Restate the records that follow word for word; no pictures should appear.
-- start --
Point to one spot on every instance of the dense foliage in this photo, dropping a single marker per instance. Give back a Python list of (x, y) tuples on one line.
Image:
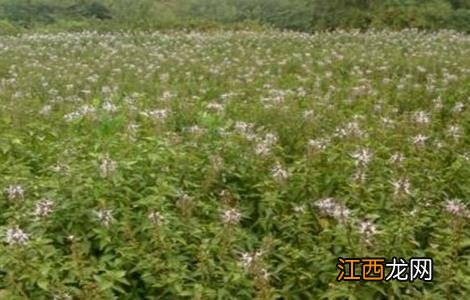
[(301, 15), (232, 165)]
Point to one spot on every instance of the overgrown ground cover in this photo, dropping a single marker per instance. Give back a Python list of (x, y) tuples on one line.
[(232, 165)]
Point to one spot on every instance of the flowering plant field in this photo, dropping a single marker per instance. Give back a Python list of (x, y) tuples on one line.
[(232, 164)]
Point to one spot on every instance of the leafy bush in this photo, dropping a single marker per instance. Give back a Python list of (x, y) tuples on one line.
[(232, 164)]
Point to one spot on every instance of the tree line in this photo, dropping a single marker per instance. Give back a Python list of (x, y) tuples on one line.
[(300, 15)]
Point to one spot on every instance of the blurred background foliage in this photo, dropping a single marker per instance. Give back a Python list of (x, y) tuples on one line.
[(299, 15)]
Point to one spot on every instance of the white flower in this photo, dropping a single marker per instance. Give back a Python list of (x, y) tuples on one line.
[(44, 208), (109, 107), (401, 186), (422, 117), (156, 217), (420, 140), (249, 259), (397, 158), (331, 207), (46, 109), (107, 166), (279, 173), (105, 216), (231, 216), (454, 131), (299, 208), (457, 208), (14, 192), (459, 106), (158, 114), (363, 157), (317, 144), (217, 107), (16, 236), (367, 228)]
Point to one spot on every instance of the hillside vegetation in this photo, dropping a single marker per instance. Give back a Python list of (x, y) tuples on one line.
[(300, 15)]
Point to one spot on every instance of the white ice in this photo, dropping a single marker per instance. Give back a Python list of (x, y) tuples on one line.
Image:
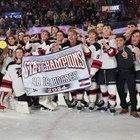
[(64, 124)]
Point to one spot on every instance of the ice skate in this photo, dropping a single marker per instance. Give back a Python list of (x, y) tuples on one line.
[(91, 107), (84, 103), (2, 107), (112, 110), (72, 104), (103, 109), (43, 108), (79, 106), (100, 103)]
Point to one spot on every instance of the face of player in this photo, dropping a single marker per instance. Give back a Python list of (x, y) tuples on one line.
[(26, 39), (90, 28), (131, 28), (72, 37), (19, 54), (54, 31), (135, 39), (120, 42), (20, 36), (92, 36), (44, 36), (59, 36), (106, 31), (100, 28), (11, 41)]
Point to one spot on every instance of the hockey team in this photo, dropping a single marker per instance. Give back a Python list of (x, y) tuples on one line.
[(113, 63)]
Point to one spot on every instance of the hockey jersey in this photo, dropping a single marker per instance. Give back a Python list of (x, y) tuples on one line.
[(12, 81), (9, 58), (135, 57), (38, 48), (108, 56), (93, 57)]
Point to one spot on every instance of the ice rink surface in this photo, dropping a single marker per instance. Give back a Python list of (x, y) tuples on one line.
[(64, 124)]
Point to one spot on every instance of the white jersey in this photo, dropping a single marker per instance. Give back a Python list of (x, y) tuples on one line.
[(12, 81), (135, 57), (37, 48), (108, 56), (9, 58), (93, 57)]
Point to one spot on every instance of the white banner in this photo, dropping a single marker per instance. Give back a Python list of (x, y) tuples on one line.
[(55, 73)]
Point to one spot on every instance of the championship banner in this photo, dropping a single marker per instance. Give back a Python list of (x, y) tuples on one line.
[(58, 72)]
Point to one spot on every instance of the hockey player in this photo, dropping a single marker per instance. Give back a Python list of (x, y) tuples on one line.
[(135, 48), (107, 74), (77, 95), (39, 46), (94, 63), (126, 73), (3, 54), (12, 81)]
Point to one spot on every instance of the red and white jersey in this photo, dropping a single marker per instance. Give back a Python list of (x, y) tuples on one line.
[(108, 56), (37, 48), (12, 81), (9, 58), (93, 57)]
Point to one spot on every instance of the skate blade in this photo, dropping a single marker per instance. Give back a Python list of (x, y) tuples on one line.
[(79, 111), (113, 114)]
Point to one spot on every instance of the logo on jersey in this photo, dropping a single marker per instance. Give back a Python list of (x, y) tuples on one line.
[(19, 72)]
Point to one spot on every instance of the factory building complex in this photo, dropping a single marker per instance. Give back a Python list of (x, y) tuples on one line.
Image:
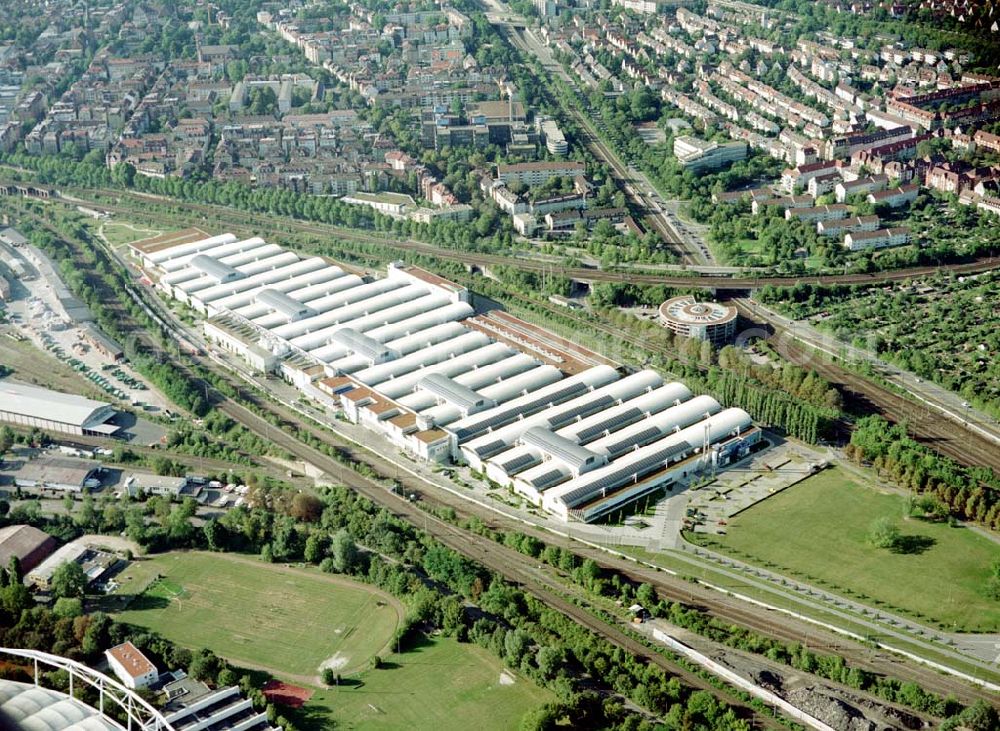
-- end --
CORRECT ANSWER =>
Point to one spot on every instance of the dense foliage in this photo, dropping a single marker per instance. Give back a Python list of (x, y) tuples on one line.
Image:
[(301, 15), (232, 165)]
Point to one spot on every instance of the overgrown ground cover in this photo, dropping a single marker per instance. Give back a Python list of (x, y) tuples on one line.
[(232, 165)]
Point to one spot on every instance of the flowering plant field in this photo, dropping a single marker per instance. Give back a Python list of (x, y) tuples on one line.
[(232, 164)]
Point to one spot on every instance of the leafy bush in this photo, dropping a single marker per instance. Give back a Python list of (x, y) tuples on one line.
[(232, 164)]
Point to one spot on every instance of the tree line in this photo, dropping a single marker per instance. Give back a Python list of (x, y) tuples on one line.
[(300, 15)]
Point to one spot on every instance of the blurred background foliage in this photo, dropping a single marker per instance. Give back a Python list of (x, y) tuples on one line.
[(299, 15)]
Point to one spot on every instance of the white flower in this photo, dropping a single marker per instance. Give back a Python list of (x, y) tuples on one line.
[(44, 208), (109, 107), (401, 186), (422, 117), (156, 217), (420, 140), (249, 259), (397, 158), (331, 207), (46, 109), (107, 166), (279, 173), (105, 216), (231, 216), (454, 131), (299, 208), (457, 208), (14, 192), (459, 106), (158, 114), (363, 157), (317, 144), (217, 107), (16, 236), (367, 228)]
Point to one spot on every instance of the hillside vegetation in this photo, dropping a single marker per instance. Give back a Python list of (x, y) tuples on one line.
[(300, 15)]
Point to one spot on every instance of the white ice in this photo, dropping a single marker per instance. Give back a Python list of (x, y) tuples on one line.
Image:
[(64, 124)]
Point to one spot on every instance of the ice skate in this photo, dropping a single marker per instance. Give back a Python list of (x, y) tuples on one line.
[(91, 107), (84, 103), (2, 107), (112, 110), (72, 104), (103, 109), (43, 108), (79, 106), (100, 103)]
Point to one spot on every instance of the face of player in this photo, dropping a single marker per instance. Give back a Python list of (x, y) tuples on one line.
[(26, 39), (90, 28), (131, 28), (72, 37), (19, 54), (54, 31), (135, 39), (120, 42), (20, 36), (92, 36), (44, 36), (59, 36), (106, 31), (100, 28), (11, 41)]
Point to one spot on every instance of the hockey team in this photo, dropping a single marker per instance. Give back a Python list of (x, y) tuples on one line.
[(113, 63)]
Point to one spot on every instance of the hockey jersey in this photo, dropping a single marker per instance. Give back a Python list of (x, y) tuples on one line.
[(12, 81), (9, 58), (135, 57), (38, 48), (108, 56), (93, 57)]
Point to one spot on every instance of the ice rink surface in this photo, dropping a single marker per instance. Give back a Python list of (x, y) tuples on one line.
[(64, 124)]
Point to one spot on every instance of the white jersey in this photo, dropping a single marker per instance. Give back a Python list of (x, y) tuples on one line.
[(12, 81), (135, 57), (37, 48), (108, 56), (9, 58), (93, 57)]
Point to one spot on every instance of the white banner in this photo, dropping a single marker per instance. Give back a Python list of (x, y) tuples on one line.
[(55, 73)]
Point to one spot on every instance of the championship banner in this photo, dropping a single marker per instance. Give back a Python list of (x, y) tuples on one line.
[(58, 72)]
Point to one spot on every instance of the hockey player in this photo, dropping a single marker per instance. Give back a Python list of (x, y) tuples on one line.
[(135, 48), (107, 74), (77, 95), (39, 46), (94, 63), (126, 73), (3, 54), (12, 81)]
Point to one spot on every instance of the red and white jersey in this photo, dropping a single marker per instance. Give back a Python list of (x, y) tuples on one line.
[(108, 56), (37, 48), (12, 81), (9, 58), (93, 57)]
Point to one spot on every instance of the skate blade in this photo, dropping a single marker per instance. Give back a Python list of (x, y) tuples on one line.
[(79, 111), (113, 114)]
Point to one spot on every instance of the logo on jersey in this photo, dropping a single marker per instance. Give back a Python list of (x, y) tuples on one line.
[(19, 72)]
Point to one spot on every instance of the factory building complex in this photo, dropping a single marker per instance. Give back a Python list of (x, y) tuples on one line.
Image:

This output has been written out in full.